**ASSIGNMENT:** Every line of the material that mentions the word "shutter" should be copied out.

******************************

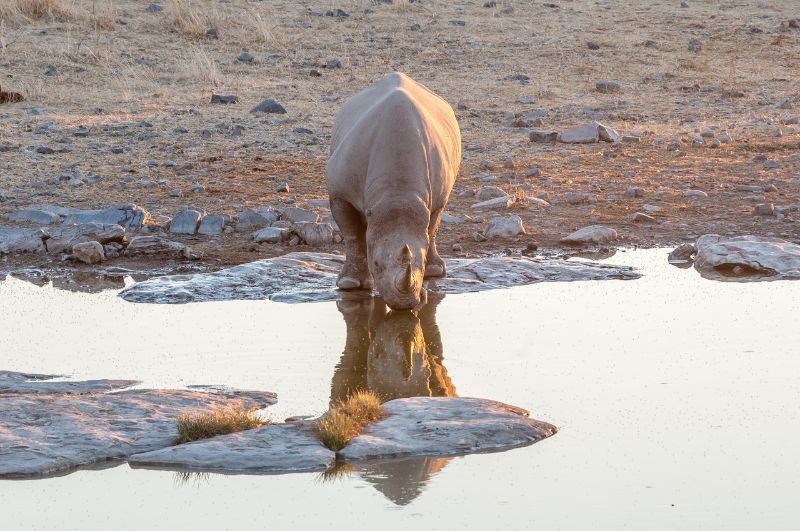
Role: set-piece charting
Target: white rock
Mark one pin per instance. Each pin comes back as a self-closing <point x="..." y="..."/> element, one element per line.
<point x="504" y="227"/>
<point x="591" y="234"/>
<point x="89" y="252"/>
<point x="423" y="426"/>
<point x="773" y="256"/>
<point x="276" y="448"/>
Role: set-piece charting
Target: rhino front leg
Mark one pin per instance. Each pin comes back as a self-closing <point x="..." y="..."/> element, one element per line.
<point x="355" y="273"/>
<point x="434" y="264"/>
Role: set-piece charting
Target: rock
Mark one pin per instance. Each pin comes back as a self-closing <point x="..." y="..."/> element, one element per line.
<point x="276" y="448"/>
<point x="89" y="252"/>
<point x="307" y="277"/>
<point x="220" y="99"/>
<point x="504" y="227"/>
<point x="695" y="193"/>
<point x="51" y="432"/>
<point x="212" y="225"/>
<point x="591" y="234"/>
<point x="442" y="426"/>
<point x="18" y="240"/>
<point x="185" y="221"/>
<point x="770" y="256"/>
<point x="33" y="215"/>
<point x="608" y="87"/>
<point x="542" y="136"/>
<point x="682" y="253"/>
<point x="269" y="106"/>
<point x="498" y="202"/>
<point x="489" y="192"/>
<point x="314" y="234"/>
<point x="642" y="217"/>
<point x="65" y="237"/>
<point x="154" y="245"/>
<point x="256" y="217"/>
<point x="764" y="209"/>
<point x="297" y="214"/>
<point x="271" y="235"/>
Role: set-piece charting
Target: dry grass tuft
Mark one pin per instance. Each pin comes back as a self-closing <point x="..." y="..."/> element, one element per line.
<point x="347" y="419"/>
<point x="219" y="421"/>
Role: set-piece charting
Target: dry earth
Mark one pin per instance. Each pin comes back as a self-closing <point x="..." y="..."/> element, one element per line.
<point x="135" y="84"/>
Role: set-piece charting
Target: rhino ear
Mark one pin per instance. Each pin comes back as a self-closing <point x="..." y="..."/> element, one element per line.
<point x="406" y="255"/>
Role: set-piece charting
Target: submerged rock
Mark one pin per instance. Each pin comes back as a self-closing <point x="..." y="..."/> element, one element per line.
<point x="51" y="432"/>
<point x="425" y="426"/>
<point x="276" y="448"/>
<point x="771" y="256"/>
<point x="306" y="277"/>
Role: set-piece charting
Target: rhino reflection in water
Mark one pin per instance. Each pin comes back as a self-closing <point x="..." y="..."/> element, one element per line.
<point x="395" y="355"/>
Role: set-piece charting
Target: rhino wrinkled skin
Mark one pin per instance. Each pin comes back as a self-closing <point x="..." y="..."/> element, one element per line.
<point x="395" y="153"/>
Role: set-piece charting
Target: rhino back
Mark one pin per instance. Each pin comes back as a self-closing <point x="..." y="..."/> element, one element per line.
<point x="393" y="138"/>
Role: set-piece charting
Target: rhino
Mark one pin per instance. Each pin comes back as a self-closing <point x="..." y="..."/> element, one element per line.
<point x="395" y="154"/>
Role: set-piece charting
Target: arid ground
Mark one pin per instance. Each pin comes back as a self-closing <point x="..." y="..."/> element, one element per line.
<point x="118" y="109"/>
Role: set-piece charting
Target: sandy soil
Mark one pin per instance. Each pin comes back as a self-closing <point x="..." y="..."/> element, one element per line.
<point x="133" y="77"/>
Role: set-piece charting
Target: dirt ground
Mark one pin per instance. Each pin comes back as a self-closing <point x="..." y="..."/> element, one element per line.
<point x="117" y="89"/>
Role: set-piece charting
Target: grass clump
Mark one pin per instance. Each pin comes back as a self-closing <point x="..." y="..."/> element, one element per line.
<point x="347" y="418"/>
<point x="218" y="421"/>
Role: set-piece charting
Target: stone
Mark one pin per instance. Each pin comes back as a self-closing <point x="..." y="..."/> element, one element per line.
<point x="19" y="240"/>
<point x="542" y="136"/>
<point x="311" y="276"/>
<point x="51" y="432"/>
<point x="155" y="245"/>
<point x="608" y="87"/>
<point x="445" y="426"/>
<point x="89" y="252"/>
<point x="764" y="209"/>
<point x="212" y="225"/>
<point x="504" y="227"/>
<point x="275" y="448"/>
<point x="774" y="257"/>
<point x="297" y="214"/>
<point x="65" y="237"/>
<point x="489" y="192"/>
<point x="498" y="202"/>
<point x="591" y="234"/>
<point x="185" y="221"/>
<point x="314" y="234"/>
<point x="269" y="106"/>
<point x="256" y="217"/>
<point x="682" y="253"/>
<point x="271" y="235"/>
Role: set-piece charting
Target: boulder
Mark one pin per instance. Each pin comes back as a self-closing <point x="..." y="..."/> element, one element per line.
<point x="185" y="221"/>
<point x="19" y="240"/>
<point x="444" y="426"/>
<point x="591" y="234"/>
<point x="504" y="227"/>
<point x="89" y="252"/>
<point x="770" y="256"/>
<point x="311" y="276"/>
<point x="276" y="448"/>
<point x="52" y="432"/>
<point x="65" y="237"/>
<point x="314" y="234"/>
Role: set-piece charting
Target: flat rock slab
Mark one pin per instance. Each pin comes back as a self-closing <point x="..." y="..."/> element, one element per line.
<point x="273" y="449"/>
<point x="308" y="277"/>
<point x="771" y="256"/>
<point x="46" y="433"/>
<point x="424" y="426"/>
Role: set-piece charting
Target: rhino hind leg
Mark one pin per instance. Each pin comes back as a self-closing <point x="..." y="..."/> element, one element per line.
<point x="355" y="273"/>
<point x="434" y="264"/>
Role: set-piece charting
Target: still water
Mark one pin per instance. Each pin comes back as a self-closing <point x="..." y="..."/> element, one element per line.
<point x="677" y="399"/>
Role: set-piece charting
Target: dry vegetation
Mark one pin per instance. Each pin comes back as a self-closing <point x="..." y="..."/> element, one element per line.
<point x="218" y="421"/>
<point x="347" y="418"/>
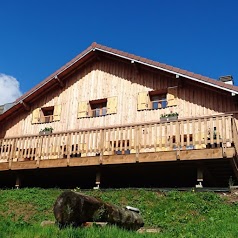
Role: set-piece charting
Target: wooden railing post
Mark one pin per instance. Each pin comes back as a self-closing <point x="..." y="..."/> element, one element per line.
<point x="102" y="135"/>
<point x="13" y="149"/>
<point x="68" y="147"/>
<point x="39" y="150"/>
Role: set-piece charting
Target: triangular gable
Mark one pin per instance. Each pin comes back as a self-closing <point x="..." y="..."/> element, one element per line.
<point x="90" y="51"/>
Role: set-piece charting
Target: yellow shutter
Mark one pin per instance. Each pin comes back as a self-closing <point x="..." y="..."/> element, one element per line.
<point x="142" y="102"/>
<point x="57" y="112"/>
<point x="172" y="96"/>
<point x="36" y="116"/>
<point x="83" y="109"/>
<point x="112" y="105"/>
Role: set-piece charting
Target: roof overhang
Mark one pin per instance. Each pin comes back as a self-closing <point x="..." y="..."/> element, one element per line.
<point x="87" y="54"/>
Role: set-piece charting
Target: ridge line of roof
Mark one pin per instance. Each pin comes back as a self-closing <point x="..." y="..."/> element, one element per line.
<point x="139" y="59"/>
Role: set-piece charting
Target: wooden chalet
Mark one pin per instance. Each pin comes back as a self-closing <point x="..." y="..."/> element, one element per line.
<point x="115" y="119"/>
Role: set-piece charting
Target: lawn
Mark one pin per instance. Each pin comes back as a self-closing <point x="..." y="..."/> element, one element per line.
<point x="176" y="214"/>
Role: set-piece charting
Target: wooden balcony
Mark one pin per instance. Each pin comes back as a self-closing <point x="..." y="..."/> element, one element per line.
<point x="185" y="139"/>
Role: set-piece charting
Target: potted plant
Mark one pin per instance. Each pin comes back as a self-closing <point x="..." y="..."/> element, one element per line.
<point x="169" y="117"/>
<point x="46" y="131"/>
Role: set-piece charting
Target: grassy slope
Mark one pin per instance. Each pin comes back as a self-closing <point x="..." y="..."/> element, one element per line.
<point x="178" y="214"/>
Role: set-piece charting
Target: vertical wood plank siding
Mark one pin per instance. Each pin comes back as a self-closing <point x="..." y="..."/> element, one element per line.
<point x="107" y="78"/>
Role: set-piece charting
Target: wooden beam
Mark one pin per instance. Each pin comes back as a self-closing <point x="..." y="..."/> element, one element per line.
<point x="162" y="156"/>
<point x="136" y="67"/>
<point x="25" y="105"/>
<point x="60" y="82"/>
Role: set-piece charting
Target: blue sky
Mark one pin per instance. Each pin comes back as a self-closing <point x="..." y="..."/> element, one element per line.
<point x="38" y="37"/>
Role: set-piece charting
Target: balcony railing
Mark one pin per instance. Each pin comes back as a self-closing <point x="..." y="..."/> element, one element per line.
<point x="187" y="134"/>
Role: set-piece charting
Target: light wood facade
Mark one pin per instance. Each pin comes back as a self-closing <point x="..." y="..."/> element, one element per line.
<point x="126" y="129"/>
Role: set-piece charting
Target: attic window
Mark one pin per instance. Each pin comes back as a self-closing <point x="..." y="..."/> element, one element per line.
<point x="47" y="114"/>
<point x="158" y="99"/>
<point x="98" y="107"/>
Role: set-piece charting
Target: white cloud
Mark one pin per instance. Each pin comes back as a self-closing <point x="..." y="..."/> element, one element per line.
<point x="9" y="89"/>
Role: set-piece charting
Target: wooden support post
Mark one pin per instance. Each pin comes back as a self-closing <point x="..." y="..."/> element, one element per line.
<point x="98" y="179"/>
<point x="18" y="181"/>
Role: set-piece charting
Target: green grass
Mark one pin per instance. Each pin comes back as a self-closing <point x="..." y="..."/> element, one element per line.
<point x="177" y="214"/>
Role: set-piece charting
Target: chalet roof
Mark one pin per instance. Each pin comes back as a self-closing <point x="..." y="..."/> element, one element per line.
<point x="94" y="47"/>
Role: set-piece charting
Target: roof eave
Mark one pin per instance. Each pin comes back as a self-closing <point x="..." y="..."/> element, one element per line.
<point x="168" y="71"/>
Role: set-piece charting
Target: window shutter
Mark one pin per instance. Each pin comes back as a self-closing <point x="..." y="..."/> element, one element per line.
<point x="57" y="112"/>
<point x="172" y="96"/>
<point x="142" y="101"/>
<point x="83" y="109"/>
<point x="36" y="116"/>
<point x="112" y="105"/>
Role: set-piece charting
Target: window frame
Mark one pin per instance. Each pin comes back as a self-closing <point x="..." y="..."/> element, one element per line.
<point x="98" y="108"/>
<point x="47" y="114"/>
<point x="162" y="98"/>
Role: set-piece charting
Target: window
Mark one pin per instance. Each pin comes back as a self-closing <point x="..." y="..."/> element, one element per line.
<point x="46" y="114"/>
<point x="98" y="107"/>
<point x="157" y="99"/>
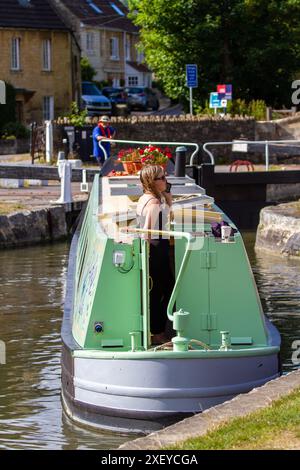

******************************

**ANSWER TO THIS PROBLEM:**
Target: yellow shutter
Target: window shutter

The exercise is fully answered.